### Daten zur Übung
● ● ●

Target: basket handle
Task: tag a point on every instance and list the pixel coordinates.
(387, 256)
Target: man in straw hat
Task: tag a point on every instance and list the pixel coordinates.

● ● ●

### Die Aufgabe
Gib bitte alle Zeilen oben vollständig erneut aus und skaliere dabei jede Koordinate in den Antworten mit dem Faktor 1,75. Runde auf ganze Zahlen, wobei ein Rest von genau 0,5 aufgerundet wird.

### Vollständige Antwort
Target: basket handle
Task: tag a point on every instance and list the pixel coordinates.
(677, 448)
Target: man in straw hat
Task: tag a point on every instance and list the pixel coordinates.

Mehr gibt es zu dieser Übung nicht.